TASK INSTRUCTIONS:
Revise every row below so that "Visual grounding API" becomes "Object localization service", keeping all other wording unchanged.

TASK INPUTS:
--------------------

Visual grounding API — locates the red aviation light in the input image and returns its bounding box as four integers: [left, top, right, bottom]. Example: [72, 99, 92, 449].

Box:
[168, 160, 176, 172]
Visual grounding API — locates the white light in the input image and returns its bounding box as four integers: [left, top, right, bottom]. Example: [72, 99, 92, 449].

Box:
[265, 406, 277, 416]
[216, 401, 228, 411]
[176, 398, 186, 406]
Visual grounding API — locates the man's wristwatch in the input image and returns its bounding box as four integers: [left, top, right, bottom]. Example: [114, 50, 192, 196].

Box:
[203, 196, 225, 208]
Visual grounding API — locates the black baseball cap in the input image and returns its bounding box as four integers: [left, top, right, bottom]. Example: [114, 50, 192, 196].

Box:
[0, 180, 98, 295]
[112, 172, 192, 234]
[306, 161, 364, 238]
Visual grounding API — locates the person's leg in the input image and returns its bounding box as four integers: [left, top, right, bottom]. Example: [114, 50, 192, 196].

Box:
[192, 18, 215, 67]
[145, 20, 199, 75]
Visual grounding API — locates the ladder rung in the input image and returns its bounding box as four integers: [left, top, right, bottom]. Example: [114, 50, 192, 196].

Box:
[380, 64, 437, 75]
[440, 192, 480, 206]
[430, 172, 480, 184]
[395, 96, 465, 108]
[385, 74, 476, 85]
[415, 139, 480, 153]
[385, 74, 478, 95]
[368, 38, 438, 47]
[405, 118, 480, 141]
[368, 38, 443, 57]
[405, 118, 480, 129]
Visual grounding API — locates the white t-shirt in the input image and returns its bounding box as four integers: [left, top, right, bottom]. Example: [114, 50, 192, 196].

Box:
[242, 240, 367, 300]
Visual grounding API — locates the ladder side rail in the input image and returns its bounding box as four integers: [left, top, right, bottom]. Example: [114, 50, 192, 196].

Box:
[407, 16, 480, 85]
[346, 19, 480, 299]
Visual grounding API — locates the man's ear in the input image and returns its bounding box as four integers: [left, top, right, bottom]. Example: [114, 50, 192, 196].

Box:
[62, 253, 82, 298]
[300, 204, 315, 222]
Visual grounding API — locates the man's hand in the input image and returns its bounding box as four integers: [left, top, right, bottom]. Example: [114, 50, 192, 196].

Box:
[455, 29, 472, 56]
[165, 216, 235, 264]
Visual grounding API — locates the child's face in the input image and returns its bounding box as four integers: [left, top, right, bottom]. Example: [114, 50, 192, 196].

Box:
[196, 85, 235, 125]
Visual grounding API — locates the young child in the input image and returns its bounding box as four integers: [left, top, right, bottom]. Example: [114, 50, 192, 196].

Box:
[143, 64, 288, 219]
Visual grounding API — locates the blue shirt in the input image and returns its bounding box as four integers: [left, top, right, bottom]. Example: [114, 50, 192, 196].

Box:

--------------------

SOLUTION FOR THIS TASK:
Object localization service — locates the red aviation light in the input image and returns its bounding box as four integers: [left, top, right, bottom]. Example: [72, 99, 92, 449].

Box:
[168, 160, 176, 172]
Object localization service — locates the white light in the input image and returns its bounding box as four integers: [left, top, right, bottom]. Example: [72, 99, 92, 449].

Box:
[265, 406, 277, 416]
[216, 401, 228, 411]
[176, 398, 186, 406]
Object localization service — locates the man's wristwatch in the input image and returns its bounding box as four integers: [left, top, right, bottom]. Example: [114, 50, 192, 196].

Box:
[203, 196, 225, 208]
Object localization service — locates the black baseball cap in the input image and returns its bounding box as four integers: [left, top, right, bottom]. Example: [114, 50, 192, 196].

Box:
[0, 180, 98, 295]
[112, 172, 192, 234]
[306, 161, 364, 238]
Object localization service — locates the person's leg in the input image and returns its bounding box as four integers: [left, top, right, bottom]. Example: [114, 50, 192, 196].

Box:
[192, 18, 215, 67]
[145, 20, 199, 75]
Object localization service — locates the ladder rung in the input image and returns its bounding box as four integers: [left, top, right, bottom]. Example: [114, 50, 192, 196].

Box:
[380, 64, 437, 75]
[440, 192, 480, 206]
[430, 172, 480, 184]
[395, 96, 465, 108]
[385, 74, 476, 85]
[415, 139, 480, 153]
[385, 74, 478, 95]
[368, 38, 438, 47]
[405, 118, 480, 141]
[368, 38, 443, 57]
[405, 118, 480, 129]
Object localization service — locates the white t-shirt in the input image and returns its bounding box as four integers: [left, top, right, bottom]. Example: [114, 50, 192, 196].

Box:
[242, 240, 367, 300]
Object localization service — locates the ladder side rail in the input image and returns its bounding box as four integers: [left, top, right, bottom]. Example: [114, 50, 192, 196].

Box:
[407, 16, 480, 85]
[346, 19, 480, 299]
Object localization service — locates the man's ear in the input image and returns its bounding box as four integers: [left, top, right, bottom]. Example: [114, 50, 192, 196].

Box:
[62, 253, 82, 298]
[300, 204, 315, 222]
Object localization service — locates the man's hand in the input image and returns its bounding box as four integers: [left, top, right, bottom]. Example: [114, 50, 192, 196].

Box:
[455, 29, 472, 56]
[165, 216, 235, 264]
Object localization service — locates the child's face in the input image and returns its bounding box as four integers: [left, top, right, bottom]. Example: [114, 50, 192, 196].

Box:
[196, 85, 235, 125]
Object localization service — locates the young child in the input image and returns its bounding box as four integers: [left, top, right, bottom]. Example: [114, 50, 192, 196].

Box:
[143, 64, 288, 219]
Object localization service — locates the blue shirt in the input image and returns its bounding box as four integers: [left, top, right, bottom]. Example: [114, 50, 192, 196].

Box:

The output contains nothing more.